(Beginning of DATA TO EXAMINE)
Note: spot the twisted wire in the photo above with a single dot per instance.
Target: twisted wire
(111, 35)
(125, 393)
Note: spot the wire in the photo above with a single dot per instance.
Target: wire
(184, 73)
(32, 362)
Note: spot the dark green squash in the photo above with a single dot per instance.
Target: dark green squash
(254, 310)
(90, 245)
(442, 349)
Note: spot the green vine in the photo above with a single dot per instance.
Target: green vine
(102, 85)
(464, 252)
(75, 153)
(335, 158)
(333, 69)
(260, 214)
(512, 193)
(End of DATA TO EXAMINE)
(Beginning of DATA TO EXAMINE)
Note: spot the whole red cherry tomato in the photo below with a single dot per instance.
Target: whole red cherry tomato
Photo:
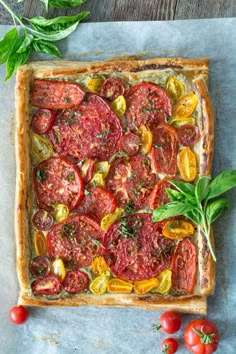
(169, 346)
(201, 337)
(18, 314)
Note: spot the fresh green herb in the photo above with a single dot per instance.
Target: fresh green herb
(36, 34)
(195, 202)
(End of DATA TO EXAMINE)
(Beginning of DATA TO EXAMINE)
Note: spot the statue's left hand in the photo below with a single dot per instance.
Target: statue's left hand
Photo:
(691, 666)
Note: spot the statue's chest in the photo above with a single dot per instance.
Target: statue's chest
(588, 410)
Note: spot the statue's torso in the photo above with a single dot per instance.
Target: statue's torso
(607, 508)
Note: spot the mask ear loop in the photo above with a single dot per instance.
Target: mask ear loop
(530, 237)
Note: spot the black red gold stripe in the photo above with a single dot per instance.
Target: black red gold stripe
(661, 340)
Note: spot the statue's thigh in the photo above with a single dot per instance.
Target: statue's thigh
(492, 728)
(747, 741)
(End of DATA TO EXAMINE)
◆ ACTIVITY ◆
Copy every line in the records above that contains the word "Note".

◆ EXERCISE RESPONSE ◆
Note: spot the twisted wire in the photo above with a single dot per instance.
Note: spot the wire in the photo above with a single dot per instance.
Note: spot the dark green squash in the photo above with a single dot per instance.
Note: spot the green vine in the photo above with a single dot per instance.
Note: spot the whole red cherry tomato in the photo below with a single dot per instance.
Note: spot the fresh green herb in the photo above with a single dot per instance.
Note: spot the statue's left hand in the photo below with a single dot per instance.
Note: spot the statue's chest in the photo above with a single dot per instance.
Note: spot the statue's torso in the photo above with a single dot per instance.
Note: spot the mask ear loop in the photo above with a single dot per instance.
Note: spot the black red gold stripe in the photo above with a single dot per instance.
Note: spot the statue's thigh in the photo above with a single dot per instance.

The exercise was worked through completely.